List every line below that contains the word "microphone".

Material for this exercise:
— BEGIN —

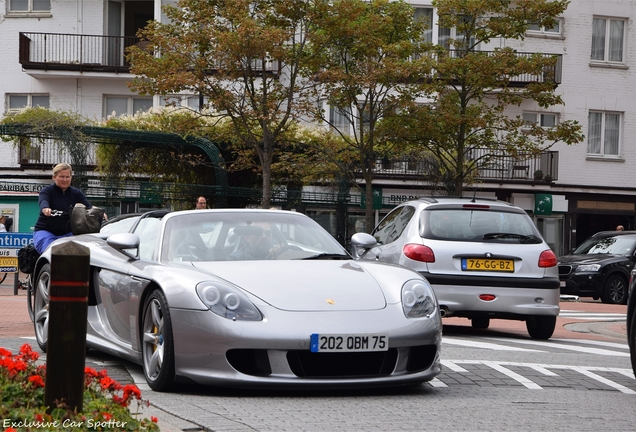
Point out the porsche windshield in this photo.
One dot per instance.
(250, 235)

— END —
— BEGIN —

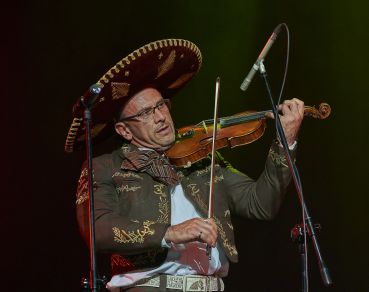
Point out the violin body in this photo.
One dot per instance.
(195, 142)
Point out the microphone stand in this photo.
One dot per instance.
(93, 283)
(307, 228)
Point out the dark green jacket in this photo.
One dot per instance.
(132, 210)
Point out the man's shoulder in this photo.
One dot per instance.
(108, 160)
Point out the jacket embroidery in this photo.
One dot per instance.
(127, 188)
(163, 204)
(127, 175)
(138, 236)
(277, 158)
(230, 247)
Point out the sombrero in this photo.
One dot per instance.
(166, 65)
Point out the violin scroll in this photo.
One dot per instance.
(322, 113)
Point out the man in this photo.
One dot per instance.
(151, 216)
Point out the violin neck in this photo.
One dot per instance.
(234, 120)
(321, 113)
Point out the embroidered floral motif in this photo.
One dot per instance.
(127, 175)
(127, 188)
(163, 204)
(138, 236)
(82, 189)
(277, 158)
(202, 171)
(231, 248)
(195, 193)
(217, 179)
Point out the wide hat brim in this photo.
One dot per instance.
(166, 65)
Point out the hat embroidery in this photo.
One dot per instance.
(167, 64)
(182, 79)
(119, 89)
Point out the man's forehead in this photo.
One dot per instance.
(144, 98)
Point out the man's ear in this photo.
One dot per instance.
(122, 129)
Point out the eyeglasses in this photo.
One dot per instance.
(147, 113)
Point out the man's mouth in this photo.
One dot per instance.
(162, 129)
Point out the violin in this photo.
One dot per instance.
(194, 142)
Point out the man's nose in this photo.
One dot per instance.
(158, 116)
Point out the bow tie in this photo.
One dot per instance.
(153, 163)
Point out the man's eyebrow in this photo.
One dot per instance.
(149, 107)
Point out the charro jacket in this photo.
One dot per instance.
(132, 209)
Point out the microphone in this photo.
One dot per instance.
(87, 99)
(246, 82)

— END —

Completed exercise:
Point out the microphone stand in this photo.
Point out the microphone in this photo.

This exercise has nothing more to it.